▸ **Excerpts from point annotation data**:
* * * * *

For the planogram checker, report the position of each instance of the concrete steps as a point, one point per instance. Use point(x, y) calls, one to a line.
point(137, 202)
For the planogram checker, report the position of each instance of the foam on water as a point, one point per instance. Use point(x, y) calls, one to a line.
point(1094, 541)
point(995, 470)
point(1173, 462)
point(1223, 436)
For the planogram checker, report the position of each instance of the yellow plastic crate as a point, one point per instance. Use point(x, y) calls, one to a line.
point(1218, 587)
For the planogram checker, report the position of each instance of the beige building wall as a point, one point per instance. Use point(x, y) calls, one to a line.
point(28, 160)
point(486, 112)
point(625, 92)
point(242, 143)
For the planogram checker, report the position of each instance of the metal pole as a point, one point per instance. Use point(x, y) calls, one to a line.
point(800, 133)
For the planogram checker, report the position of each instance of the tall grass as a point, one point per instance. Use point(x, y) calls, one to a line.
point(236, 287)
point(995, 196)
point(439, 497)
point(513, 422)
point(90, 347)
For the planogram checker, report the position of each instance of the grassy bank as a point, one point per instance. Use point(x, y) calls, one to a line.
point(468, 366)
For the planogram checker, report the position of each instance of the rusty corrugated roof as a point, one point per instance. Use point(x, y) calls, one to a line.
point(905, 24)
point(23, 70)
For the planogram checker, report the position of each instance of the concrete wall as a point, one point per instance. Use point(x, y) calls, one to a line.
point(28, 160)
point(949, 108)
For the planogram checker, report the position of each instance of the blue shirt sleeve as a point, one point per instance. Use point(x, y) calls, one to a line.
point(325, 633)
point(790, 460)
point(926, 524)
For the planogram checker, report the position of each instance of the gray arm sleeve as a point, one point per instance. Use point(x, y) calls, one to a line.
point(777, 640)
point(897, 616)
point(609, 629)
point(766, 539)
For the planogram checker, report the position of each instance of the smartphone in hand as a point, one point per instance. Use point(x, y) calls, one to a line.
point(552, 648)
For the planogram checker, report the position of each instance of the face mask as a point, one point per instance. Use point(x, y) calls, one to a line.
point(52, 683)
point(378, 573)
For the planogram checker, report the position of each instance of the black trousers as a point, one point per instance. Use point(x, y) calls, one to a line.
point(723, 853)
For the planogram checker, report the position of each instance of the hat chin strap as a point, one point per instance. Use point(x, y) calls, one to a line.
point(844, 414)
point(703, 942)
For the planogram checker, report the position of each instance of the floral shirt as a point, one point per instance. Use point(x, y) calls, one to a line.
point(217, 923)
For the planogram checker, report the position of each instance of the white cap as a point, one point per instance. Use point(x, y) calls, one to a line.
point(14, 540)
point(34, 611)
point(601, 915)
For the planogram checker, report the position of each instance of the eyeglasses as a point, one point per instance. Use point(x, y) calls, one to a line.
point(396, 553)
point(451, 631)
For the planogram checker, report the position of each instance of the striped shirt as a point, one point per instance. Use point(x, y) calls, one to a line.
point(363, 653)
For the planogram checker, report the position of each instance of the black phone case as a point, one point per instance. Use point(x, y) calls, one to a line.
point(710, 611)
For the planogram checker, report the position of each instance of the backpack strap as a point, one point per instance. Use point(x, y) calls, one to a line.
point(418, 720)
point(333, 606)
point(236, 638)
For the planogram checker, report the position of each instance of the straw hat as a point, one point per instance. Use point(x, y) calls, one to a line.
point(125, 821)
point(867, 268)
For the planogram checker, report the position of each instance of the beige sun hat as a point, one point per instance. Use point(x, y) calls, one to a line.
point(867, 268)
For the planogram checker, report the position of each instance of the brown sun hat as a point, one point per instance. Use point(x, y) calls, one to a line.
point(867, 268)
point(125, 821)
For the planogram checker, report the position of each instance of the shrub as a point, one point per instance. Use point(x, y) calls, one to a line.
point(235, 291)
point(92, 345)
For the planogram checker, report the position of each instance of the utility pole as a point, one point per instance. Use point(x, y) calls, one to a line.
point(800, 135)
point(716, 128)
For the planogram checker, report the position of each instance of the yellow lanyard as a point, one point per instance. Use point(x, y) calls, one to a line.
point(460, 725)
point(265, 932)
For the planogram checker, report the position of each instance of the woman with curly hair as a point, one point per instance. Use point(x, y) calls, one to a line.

* * * * *

Substitute "shelf audit tool" for "planogram checker" everywhere it occurs in the items above, leaving everything else unchanged.

▸ **TASK RESPONSE**:
For the shelf audit tool, report the position of each instance of the concrete steps as a point, one point per instance. Use point(x, y) calls, one to a line.
point(137, 202)
For the shelf audit tool, report the position of each instance of the foam on water as a point, one point per instance. Use point(x, y) calls, one to a line.
point(1094, 541)
point(995, 470)
point(1173, 462)
point(1223, 436)
For the shelf audit tool, report the position of each instance of the yellow plastic crate as a point, one point per instance. Use point(x, y) calls, one to a line.
point(1218, 587)
For the shelf audit tool, report the position of each instance of the beige building wall as a point, one point per instance. Use point(x, y) calls, one to a line.
point(28, 160)
point(486, 112)
point(625, 92)
point(242, 143)
For the shelf audit tool, report the position of each instance of the metal pole as a point, one point per instance. Use point(x, y) calls, one to a line.
point(800, 133)
For the shelf audit tool, report the position of each instance of the tall grass as a point, one point per instance. Use point(x, y) calls, one to a line.
point(236, 287)
point(995, 196)
point(439, 497)
point(513, 422)
point(90, 347)
For the shelf audit tool, report the position of each instance of the grassy bank as a point, one point per instance. Use point(x, y) calls, one to a line.
point(468, 366)
For the shelf audit tool, report the position of each instance of the rusty corrugated roof as a point, one point per instance. Use point(x, y) calls, one to a line.
point(905, 24)
point(23, 70)
For the shelf audit tool, report the position of each instance of the concrete wall as a point, one point per instance. Use point(x, y) calls, one to a line.
point(28, 160)
point(949, 108)
For the shelf audit tool, report the position of each instance of the blue shirt sleeve as a point, one point per instance. Use point(x, y) calls, one to a line.
point(325, 633)
point(790, 460)
point(926, 524)
For the shelf audit tool, report the position of each instance of the gray arm sleeve as a point, one point per instance. Use point(x, y) calls, one to a line.
point(777, 640)
point(897, 616)
point(609, 629)
point(766, 539)
For the shelf audit tool, report the position of each instance of the smartphone in hand as a point, one point per instance. Use point(x, y) calls, one to a line.
point(552, 648)
For the shelf audit tool, report the position of each instance of the face mask as a point, one point per instance. Use point(x, y) calls, one to a line.
point(52, 683)
point(378, 573)
For the shelf audit tool, report the position of each instance of the black trousers as a point, one point per instance. Use point(x, y) calls, one to a line.
point(723, 853)
For the shelf audit tool, report the position of each instance of the hat chin strap as a point, one point per instance. Use point(x, y) calls, one to a line.
point(844, 414)
point(703, 942)
For the shelf audit tool, report the position of each instance of the floral shirt as a point, one point per instance. Use point(x, y) calls, one to a line.
point(217, 923)
For the shelf audit tool, report the position of each instance of the white cap as a point, one point per instance. Use point(x, y) calls, one to a line.
point(14, 540)
point(34, 611)
point(601, 915)
For the shelf audit tool, report the position of each instance of the eyeglasses as a point, one point per instance. Use point(x, y) calls, one to a line.
point(396, 553)
point(451, 631)
For the shelf audit tool, report the position of each instance of the striped shirt as a point, one point per instance. Use point(x, y) calls, one to a line.
point(363, 653)
For the shelf audit tool, report the position of each instance of the black phone case as a point, one point per instance. Use point(x, y) calls, one to a line.
point(710, 611)
For the shelf audit tool, report the position of each instance of the backpack strap as a point, one point per instance. Use point(x, y) calls, one to a line.
point(418, 720)
point(333, 606)
point(236, 638)
For the shelf audit tool, report the position of each instance of the straw hat as a point, one point per instance. Use point(x, y) calls, one to a line.
point(125, 821)
point(867, 268)
For the shelf audit tool, report the position of each instance of the beige sun hat as a point, one point per instance. Use point(x, y) calls, one to a line.
point(867, 268)
For the shelf audit tool, report the position of each instance of the brown sun hat as a point, one point per instance. Use point(x, y) calls, one to a line.
point(867, 268)
point(125, 821)
For the shelf audit tool, report the position of each instance of the shrub as a point, one point per instance. Use point(x, y) calls, one to a line.
point(235, 291)
point(92, 345)
For the shelf audit tool, report the position of each instance of the utility pole as a point, one point per instance. Use point(x, y) calls, one to a line.
point(800, 135)
point(716, 128)
For the shelf audit tool, report the position of each instance of the yellow lanyard as a point, one point per instance. Use point(x, y) calls, one to a line.
point(460, 725)
point(265, 932)
For the shelf audit tool, report the position of each instance of the woman with curly hair as a point, one point per instance. Use point(x, y) calls, one to a line.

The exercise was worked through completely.